En pratique, le propriétaire bailleur a de bonnes chances de se voir proposer une indemnisation amiable sous la forme d’une transaction. Une réponse ministérielle de 2008 évoque cette pratique ; conformément à des instructions ministérielles, les préfectures proposent de transiger sur une indemnité de l’ordre de 70 % à 80 % du préjudice subi par le propriétaire. « Ce dernier évite un contentieux, et l'économie réalisée en frais de procédure ainsi que la rapidité du paiement de l'indemnité transactionnelle constituent pour l'intéressé un gain non négligeable en termes de trésorerie. À défaut d'accord amiable avec les services de la préfecture, les bailleurs peuvent naturellement faire valoir leurs droits devant les juridictions administratives » (rép. min. n° 7753 : JOAN 8 janv. 2008, p. 199). 

Des préfectures comme celle de Paris[2] mettent même à disposition, sur leur portail internet, des formulaires de demande d’indemnisation pour refus du concours de la force publique. Il est donc conseillé aux propriétaires de toute la France de consulter le site de leur préfecture ou d’interroger celle-ci sur l’existence de telles formulaires. Le cas échéant, de tels formulaires exigent immanquablement la production de nombreux justificatifs. La préfecture de Paris conseille de s’y prendre en amont pour obtenir entre autres un certificat de non-appel du jugement d’expulsion (à joindre à la demande d’indemnisation).

## Données enregistrées

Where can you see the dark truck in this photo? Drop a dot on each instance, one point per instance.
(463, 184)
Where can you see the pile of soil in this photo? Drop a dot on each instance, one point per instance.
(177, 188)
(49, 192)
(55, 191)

## Vos tâches
• 1. Dans l'extrait sur l'indemnisation des propriétaires bailleurs, recopiez mot pour mot le passage qui commence aux mots « En pratique, le » et s'arrête après « 2008, p. 199). ».
• 2. Reprenez sous forme de liste le paragraphe de l'extrait sur l'indemnisation des propriétaires bailleurs qui commence par « Des préfectures comme celle de Paris », en conservant ses faits principaux.

## Réponses par tâche
• 1.
En pratique, le propriétaire bailleur a de bonnes chances de se voir proposer une indemnisation amiable sous la forme d’une transaction. Une réponse ministérielle de 2008 évoque cette pratique ; conformément à des instructions ministérielles, les préfectures proposent de transiger sur une indemnité de l’ordre de 70 % à 80 % du préjudice subi par le propriétaire. « Ce dernier évite un contentieux, et l'économie réalisée en frais de procédure ainsi que la rapidité du paiement de l'indemnité transactionnelle constituent pour l'intéressé un gain non négligeable en termes de trésorerie. À défaut d'accord amiable avec les services de la préfecture, les bailleurs peuvent naturellement faire valoir leurs droits devant les juridictions administratives » (rép. min. n° 7753 : JOAN 8 janv. 2008, p. 199).

• 2.
- Certaines préfectures, comme celle de Paris, proposent sur leur portail internet des formulaires de demande d'indemnisation pour refus du concours de la force publique.
- Les propriétaires de toute la France sont invités à consulter le site de leur préfecture ou à l'interroger sur l'existence de tels formulaires.
- Ces formulaires exigent la production de nombreux justificatifs.
- La préfecture de Paris conseille d'anticiper, notamment pour obtenir un certificat de non-appel du jugement d'expulsion, à joindre à la demande d'indemnisation.